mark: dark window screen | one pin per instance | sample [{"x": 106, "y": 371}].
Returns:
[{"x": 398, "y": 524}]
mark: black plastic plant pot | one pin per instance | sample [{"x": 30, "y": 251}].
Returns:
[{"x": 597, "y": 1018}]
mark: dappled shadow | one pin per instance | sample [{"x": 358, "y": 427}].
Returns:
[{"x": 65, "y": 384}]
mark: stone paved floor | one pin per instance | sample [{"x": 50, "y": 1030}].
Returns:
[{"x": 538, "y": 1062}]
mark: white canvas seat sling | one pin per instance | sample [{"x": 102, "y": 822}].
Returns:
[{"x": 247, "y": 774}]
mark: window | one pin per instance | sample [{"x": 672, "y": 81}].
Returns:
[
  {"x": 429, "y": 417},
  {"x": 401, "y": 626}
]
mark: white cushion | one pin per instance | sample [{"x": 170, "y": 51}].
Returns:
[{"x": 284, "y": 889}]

WHAT THE EXERCISE ASKS: Can you repeat all of the records above word for word, without changing anything?

RESPONSE:
mark: dark window screen | one pin per instance | sample [{"x": 106, "y": 371}].
Returns:
[{"x": 398, "y": 524}]
mark: black plastic plant pot | one pin per instance | sample [{"x": 30, "y": 251}].
Returns:
[{"x": 597, "y": 1018}]
mark: dappled shadow | one pin per instance | sample [{"x": 358, "y": 427}].
Returns:
[{"x": 65, "y": 384}]
mark: stone paved floor | one pin per instance | sample [{"x": 50, "y": 1030}].
Returns:
[{"x": 538, "y": 1062}]
mark: white canvas seat sling | one pin per instance | sample [{"x": 102, "y": 822}].
Returns:
[{"x": 247, "y": 774}]
mark: window | one pin per instance | sample [{"x": 672, "y": 81}].
Returns:
[
  {"x": 429, "y": 417},
  {"x": 401, "y": 626}
]
mark: white cushion | one pin per instance | sample [{"x": 170, "y": 51}].
Returns:
[{"x": 284, "y": 889}]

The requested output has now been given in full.